EXTRAIT DE LA PAGE =
==*==

Date : 20021210
Dossier : T-2153-00
Référence neutre : 2002 CFPI 1281
ENTRE :
CAMERON WATSON, SHARON BEAR, CHARLIE BEAR,
WINSTON BEAR et SHELDON WATSON,
chefs de famille des descendants directs de la bande
indienne de Chacachas, en leur nom personnel et au nom
de tous les autres membres de la bande indienne de Chacachas
demandeurs
et
SA MAJESTÉ LA REINE DU CHEF DU CANADA,
représentée par LE MINISTRE DES AFFAIRES INDIENNES ET DU NORD CANADIEN, et LA PREMIÈRE NATION D'OCHAPOWACE
défendeurs
ET ENTRE :
Dossier : T-2155-00
WESLEY BEAR, FREIDA SPARVIER, JANET HENRY,
FREDA ALLARY, ROBERT GEORGE, AUDREY ISAAC,
SHIRLEY FLAMONT, KELLY MANHAS, MAVIS BEAR
et MICHAEL KENNY, en leur nom personnel et au nom de tous les
autres membres de la bande indienne de Kakisiwew
demandeurs
et
SA MAJESTÉ LA REINE DU CHEF DU CANADA,
représentée par LE MINISTRE DES AFFAIRES INDIENNES
ET DU NORD CANADIEN, et LA BANDE INDIENNE
No 71 D'OCHAPOWACE
défendeurs
ET ENTRE :
Dossier : T-2463-91
LE CHEF DENTON GEORGE, ROSS ALLARY, LAIRD ALLARY,
WESLEY BEAR, MARGARET BEAR, ALBERT ISAAC ET
LLOYD BEAR, CHEF ET CONSEILLERS DE LA BANDE
INDIENNE No 71 D'OCHAPOWACE
demandeurs
et
SA MAJESTÉ LA REINE DU CHEF DU CANADA
et TOM SIDDON, MINISTRE DES AFFAIRES INDIENNES
ET DU NORD CANADIEN
défendeurs
MOTIFS DE L'ORDONNANCE ET ORDONNANCE
LE JUGE HUGESSEN
[1] L'une des principales questions qui a été soulevée dans les actes de procédure ici en cause se rapporte au bien-fondé d'un règlement négocié en 1994 par la Couronne avec la bande indienne d'Ochapowace dans le contexte du processus des revendications particulières, au sujet de certaines présumées irrégularités qui avaient été relevées lors de la cession des terres de la bande en 1919 et du transfert subséquent par la Couronne de certaines terres de la réserve à la Commission d'établissement des soldats. Les demandeurs déclarent représenter deux bandes, qui ont formé la bande indienne d'Ochapowace par suite de la fusion des bandes indiennes de Chacachas et de Kakisiwew; selon les demandeurs, ces bandes ont continué à exister malgré la présumée fusion. Les deux bandes initiales avaient signé le Traité no 4 en 1874.

==*==

DONNÉES EXTRAITES =
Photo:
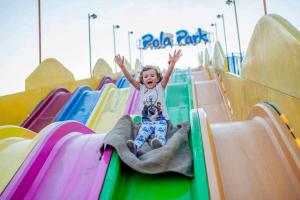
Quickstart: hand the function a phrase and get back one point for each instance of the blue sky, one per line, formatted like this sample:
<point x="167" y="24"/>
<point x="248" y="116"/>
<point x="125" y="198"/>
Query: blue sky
<point x="65" y="33"/>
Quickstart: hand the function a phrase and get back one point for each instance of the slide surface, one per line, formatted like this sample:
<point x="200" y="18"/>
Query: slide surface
<point x="80" y="105"/>
<point x="124" y="183"/>
<point x="75" y="156"/>
<point x="252" y="159"/>
<point x="47" y="110"/>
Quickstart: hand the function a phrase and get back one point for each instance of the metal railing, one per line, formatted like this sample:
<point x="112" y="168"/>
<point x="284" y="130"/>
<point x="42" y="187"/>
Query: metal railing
<point x="234" y="61"/>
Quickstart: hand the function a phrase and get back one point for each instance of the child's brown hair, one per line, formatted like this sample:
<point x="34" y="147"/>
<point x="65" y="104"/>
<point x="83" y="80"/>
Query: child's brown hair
<point x="148" y="67"/>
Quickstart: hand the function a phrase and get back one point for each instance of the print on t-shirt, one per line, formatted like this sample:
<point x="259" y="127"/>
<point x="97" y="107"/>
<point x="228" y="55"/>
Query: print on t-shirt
<point x="151" y="106"/>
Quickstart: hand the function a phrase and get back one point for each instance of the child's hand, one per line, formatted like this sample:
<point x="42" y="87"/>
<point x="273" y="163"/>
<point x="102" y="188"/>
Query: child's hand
<point x="120" y="61"/>
<point x="176" y="55"/>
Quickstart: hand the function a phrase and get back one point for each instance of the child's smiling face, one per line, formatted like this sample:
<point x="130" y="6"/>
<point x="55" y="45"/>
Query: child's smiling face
<point x="150" y="78"/>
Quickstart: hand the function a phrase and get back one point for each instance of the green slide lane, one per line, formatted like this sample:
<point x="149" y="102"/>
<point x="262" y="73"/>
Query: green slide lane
<point x="121" y="182"/>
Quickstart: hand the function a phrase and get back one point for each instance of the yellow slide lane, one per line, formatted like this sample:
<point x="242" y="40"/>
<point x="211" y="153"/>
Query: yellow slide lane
<point x="14" y="148"/>
<point x="110" y="107"/>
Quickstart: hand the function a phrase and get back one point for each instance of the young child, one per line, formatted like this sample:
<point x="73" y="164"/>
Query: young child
<point x="152" y="102"/>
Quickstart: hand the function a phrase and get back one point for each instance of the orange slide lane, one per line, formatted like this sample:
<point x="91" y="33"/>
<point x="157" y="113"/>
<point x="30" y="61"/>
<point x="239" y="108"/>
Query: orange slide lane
<point x="252" y="159"/>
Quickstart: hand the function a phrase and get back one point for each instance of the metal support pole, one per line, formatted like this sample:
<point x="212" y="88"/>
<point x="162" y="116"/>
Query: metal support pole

==*==

CONSIGNE A =
Répondez à ces questions d'après l'extrait de la décision :
(i) Quel juge rend les motifs de l'ordonnance ?
(ii) En quelle année les deux bandes initiales avaient-elles signé le Traité no 4 ?
(iii) Sous quel numéro de dossier le chef Denton George figure-t-il parmi les demandeurs ?
CONSIGNE B =
Poursuivez l'extrait de la décision à la suite de sa dernière phrase.

RÉSULTAT A =
(i) Le juge Hugessen.
(ii) En 1874.
(iii) T-2463-91.

RÉSULTAT B =
[2] Dans leur mémoire, les demandeurs formulent la question comme suit :
[TRADUCTION] [...] les demandeurs dans les deux actions allèguent qu'ils forment aujourd'hui et qu'ils ont toujours formé deux Premières nations distinctes. Ils allèguent également que cette position et les faits à l'appui ont été portés à la connaissance de la Couronne fédérale avant la négociation des ententes entre le Canada et la bande indienne d'Ochapowace, dans les années 1990. Ils allèguent que l'omission du Canada de tenir compte de ces faits lors des pourparlers en vue d'un règlement et l'omission de donner des conseils adéquats, constituaient un manquement à une obligation fiduciaire. Le Canada a affirmé en défense que les ententes portant règlement ont été négociées et signées au cours des années 1990 avec la Première nation d'Ochapowace et a déclaré que les demandeurs ne peuvent plus alléguer que deux Premières nations indépendantes continuent à exister ou que la bande indienne d'Ochapowace n'était pas légitimement partie aux ententes et n'avait pas légitimement signé les ententes.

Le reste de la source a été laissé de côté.